▶ _Assigned task_
Write out the listing exactly, from its first line through the line holding "Segment out metal bowl from the image above.", but include none of the pictures.

▽

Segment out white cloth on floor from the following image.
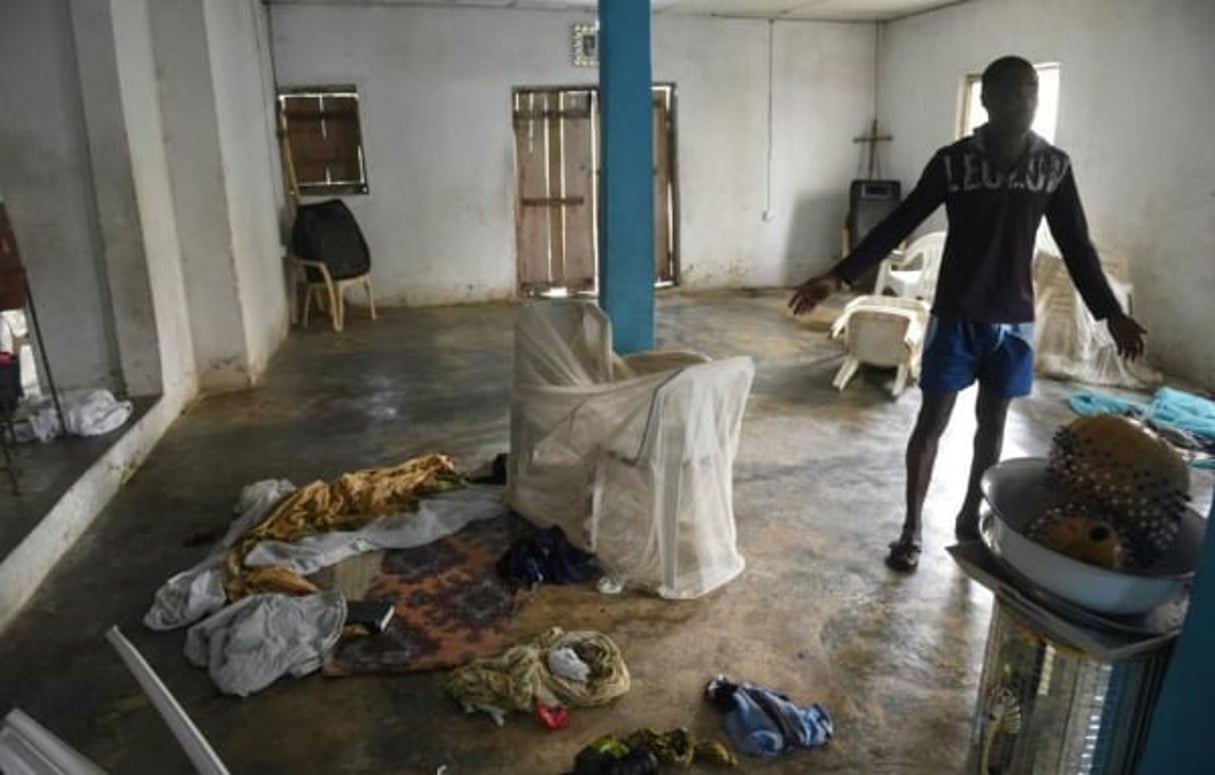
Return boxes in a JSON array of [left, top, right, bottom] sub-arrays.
[[144, 482, 508, 631], [184, 591, 346, 697], [144, 480, 297, 631], [546, 647, 591, 682], [14, 388, 134, 442]]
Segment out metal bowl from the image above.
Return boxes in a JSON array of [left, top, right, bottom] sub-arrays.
[[981, 458, 1206, 615]]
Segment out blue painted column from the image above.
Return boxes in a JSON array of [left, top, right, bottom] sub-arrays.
[[1138, 496, 1215, 773], [598, 0, 654, 354]]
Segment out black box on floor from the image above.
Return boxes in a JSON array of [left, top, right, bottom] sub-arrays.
[[345, 600, 395, 633]]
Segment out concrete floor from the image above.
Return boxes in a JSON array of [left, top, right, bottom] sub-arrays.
[[0, 291, 1190, 773], [0, 399, 153, 552]]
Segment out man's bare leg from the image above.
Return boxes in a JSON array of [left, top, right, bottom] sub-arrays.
[[954, 384, 1012, 539], [888, 390, 958, 571]]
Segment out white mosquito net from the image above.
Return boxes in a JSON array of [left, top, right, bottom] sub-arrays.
[[507, 300, 754, 599]]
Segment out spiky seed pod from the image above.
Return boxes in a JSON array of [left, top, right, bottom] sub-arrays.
[[1043, 415, 1189, 569]]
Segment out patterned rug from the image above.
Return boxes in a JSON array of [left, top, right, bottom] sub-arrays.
[[323, 514, 531, 676]]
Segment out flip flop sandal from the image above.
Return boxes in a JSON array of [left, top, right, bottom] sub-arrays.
[[885, 539, 921, 572]]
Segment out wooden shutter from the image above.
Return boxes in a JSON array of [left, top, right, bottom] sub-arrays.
[[281, 93, 366, 193]]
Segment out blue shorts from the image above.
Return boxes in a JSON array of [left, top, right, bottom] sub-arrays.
[[920, 317, 1035, 397]]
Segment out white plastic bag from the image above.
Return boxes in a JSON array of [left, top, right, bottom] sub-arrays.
[[14, 388, 134, 442]]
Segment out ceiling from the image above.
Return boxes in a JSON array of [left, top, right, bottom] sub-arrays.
[[268, 0, 971, 23]]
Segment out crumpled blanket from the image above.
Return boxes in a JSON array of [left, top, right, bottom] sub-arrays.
[[144, 479, 295, 631], [184, 591, 346, 697], [145, 482, 508, 631], [225, 453, 465, 599], [445, 627, 630, 725]]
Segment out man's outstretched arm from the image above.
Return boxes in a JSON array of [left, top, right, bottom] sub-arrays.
[[790, 153, 946, 316]]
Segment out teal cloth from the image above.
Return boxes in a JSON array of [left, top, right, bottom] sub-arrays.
[[1151, 387, 1215, 438], [1068, 392, 1139, 418]]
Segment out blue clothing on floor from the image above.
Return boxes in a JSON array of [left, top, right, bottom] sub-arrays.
[[920, 316, 1035, 398], [705, 677, 833, 758]]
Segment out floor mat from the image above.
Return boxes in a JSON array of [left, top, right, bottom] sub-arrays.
[[323, 514, 530, 676]]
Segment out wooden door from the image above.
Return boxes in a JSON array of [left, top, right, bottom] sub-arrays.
[[561, 92, 596, 291], [513, 85, 677, 295], [652, 88, 676, 285], [513, 90, 595, 294]]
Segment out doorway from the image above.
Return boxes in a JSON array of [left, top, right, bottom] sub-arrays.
[[512, 84, 677, 296]]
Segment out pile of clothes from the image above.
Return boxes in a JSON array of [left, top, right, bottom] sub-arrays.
[[143, 452, 838, 771], [146, 453, 509, 696], [445, 627, 630, 726]]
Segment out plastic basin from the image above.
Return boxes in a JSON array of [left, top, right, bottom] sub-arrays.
[[981, 458, 1206, 616]]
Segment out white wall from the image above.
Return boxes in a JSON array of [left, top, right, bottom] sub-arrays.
[[205, 0, 290, 375], [0, 0, 122, 392], [70, 0, 163, 398], [111, 0, 197, 403], [0, 0, 205, 632], [148, 0, 288, 390], [659, 17, 876, 286], [269, 4, 876, 302], [879, 0, 1215, 388], [0, 0, 292, 630], [151, 0, 253, 391]]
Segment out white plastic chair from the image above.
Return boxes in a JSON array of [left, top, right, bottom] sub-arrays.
[[1031, 246, 1155, 388], [829, 295, 930, 398], [507, 300, 754, 599], [295, 256, 377, 333], [0, 627, 228, 775], [873, 231, 946, 301]]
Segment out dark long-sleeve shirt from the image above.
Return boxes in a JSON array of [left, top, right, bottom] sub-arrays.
[[834, 128, 1122, 324]]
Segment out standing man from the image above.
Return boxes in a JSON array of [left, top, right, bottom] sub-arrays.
[[789, 55, 1146, 572]]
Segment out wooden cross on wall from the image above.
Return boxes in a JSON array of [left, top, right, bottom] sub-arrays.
[[853, 118, 892, 179]]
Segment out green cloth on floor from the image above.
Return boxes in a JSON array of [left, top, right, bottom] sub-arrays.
[[444, 627, 630, 724], [571, 728, 738, 773], [623, 728, 738, 768]]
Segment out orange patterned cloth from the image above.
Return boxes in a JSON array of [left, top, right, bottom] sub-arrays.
[[224, 453, 464, 600]]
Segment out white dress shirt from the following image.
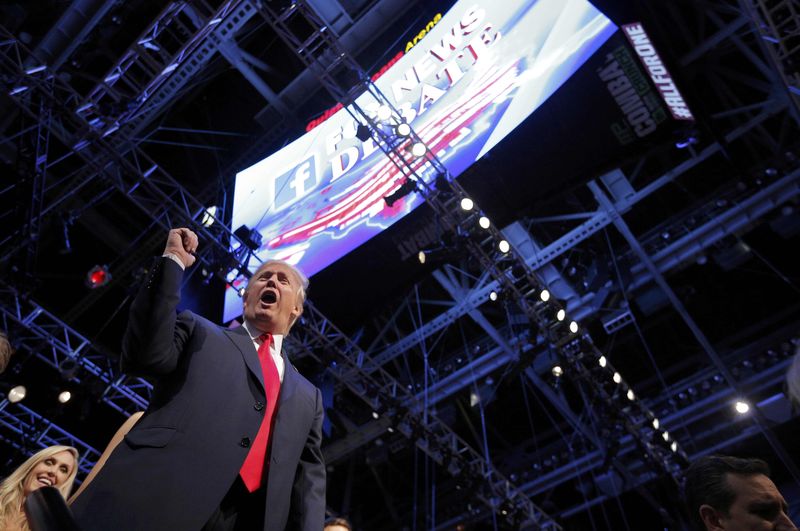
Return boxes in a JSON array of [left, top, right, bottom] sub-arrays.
[[242, 319, 285, 383], [163, 252, 285, 382]]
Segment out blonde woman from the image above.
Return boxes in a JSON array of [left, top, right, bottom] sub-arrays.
[[0, 445, 79, 531]]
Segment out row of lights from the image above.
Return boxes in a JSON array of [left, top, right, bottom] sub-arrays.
[[5, 385, 73, 404]]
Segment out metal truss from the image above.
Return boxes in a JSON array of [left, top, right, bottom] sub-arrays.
[[531, 331, 799, 516], [740, 0, 800, 123], [0, 399, 101, 477], [324, 162, 800, 469], [74, 0, 259, 147], [0, 283, 151, 415]]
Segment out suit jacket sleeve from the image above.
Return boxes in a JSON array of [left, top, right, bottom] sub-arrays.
[[290, 386, 326, 530], [121, 257, 194, 377]]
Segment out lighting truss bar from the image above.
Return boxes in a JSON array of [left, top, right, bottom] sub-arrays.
[[0, 399, 101, 477], [0, 284, 151, 414], [518, 341, 795, 498], [590, 176, 800, 485], [324, 167, 800, 463], [367, 104, 782, 369], [76, 0, 259, 145]]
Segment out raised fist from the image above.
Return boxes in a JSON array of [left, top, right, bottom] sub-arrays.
[[164, 228, 198, 268]]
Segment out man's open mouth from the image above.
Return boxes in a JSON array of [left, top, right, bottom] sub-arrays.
[[260, 291, 277, 304]]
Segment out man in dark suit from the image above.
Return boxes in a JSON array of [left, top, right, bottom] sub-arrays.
[[71, 227, 325, 531]]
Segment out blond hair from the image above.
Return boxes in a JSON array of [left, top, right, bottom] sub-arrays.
[[0, 446, 79, 531]]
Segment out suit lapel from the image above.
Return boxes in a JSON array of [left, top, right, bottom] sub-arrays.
[[278, 349, 297, 405], [223, 326, 264, 391]]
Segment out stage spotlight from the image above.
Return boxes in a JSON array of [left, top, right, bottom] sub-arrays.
[[626, 389, 635, 401], [372, 410, 380, 419], [539, 289, 551, 302], [569, 321, 579, 333], [8, 385, 26, 403], [201, 206, 218, 227], [612, 372, 622, 384], [551, 365, 563, 377], [556, 309, 566, 321], [356, 123, 372, 142], [734, 400, 750, 414], [58, 390, 72, 404], [662, 431, 670, 441], [478, 216, 490, 229], [396, 122, 411, 136], [460, 197, 474, 211], [377, 105, 392, 121], [489, 291, 498, 302], [411, 142, 427, 157], [86, 265, 112, 289], [59, 358, 79, 380], [670, 441, 678, 452], [652, 418, 660, 429], [234, 224, 262, 251], [498, 240, 510, 253], [418, 250, 427, 264], [598, 355, 607, 368], [384, 178, 418, 207]]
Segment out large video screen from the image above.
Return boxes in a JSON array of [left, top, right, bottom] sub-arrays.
[[224, 0, 616, 321]]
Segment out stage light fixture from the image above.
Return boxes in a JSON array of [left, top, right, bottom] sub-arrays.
[[396, 122, 411, 136], [356, 123, 372, 142], [417, 250, 426, 264], [670, 441, 678, 452], [662, 431, 670, 441], [377, 105, 392, 121], [556, 309, 566, 321], [598, 355, 607, 368], [460, 197, 474, 211], [478, 216, 490, 229], [372, 411, 380, 419], [8, 385, 26, 403], [734, 400, 750, 414], [539, 289, 551, 302], [612, 372, 622, 384], [489, 291, 498, 301], [384, 178, 418, 207], [411, 142, 427, 157], [201, 206, 218, 227], [235, 225, 263, 251], [498, 240, 510, 253], [58, 390, 72, 404], [569, 321, 579, 333], [551, 365, 563, 377], [86, 265, 112, 289], [652, 418, 660, 429], [626, 389, 635, 401]]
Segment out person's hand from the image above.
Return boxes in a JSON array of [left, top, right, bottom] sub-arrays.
[[164, 228, 198, 268]]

△

▶ _Task result_
Segment out white cloth on floor from the following image.
Return boxes in a JSON array of [left, top, right, bottom] sub-arrays.
[[144, 482, 508, 631], [184, 591, 346, 697], [144, 480, 297, 631], [546, 647, 591, 682], [14, 388, 134, 442]]
Segment out metal bowl from the image above.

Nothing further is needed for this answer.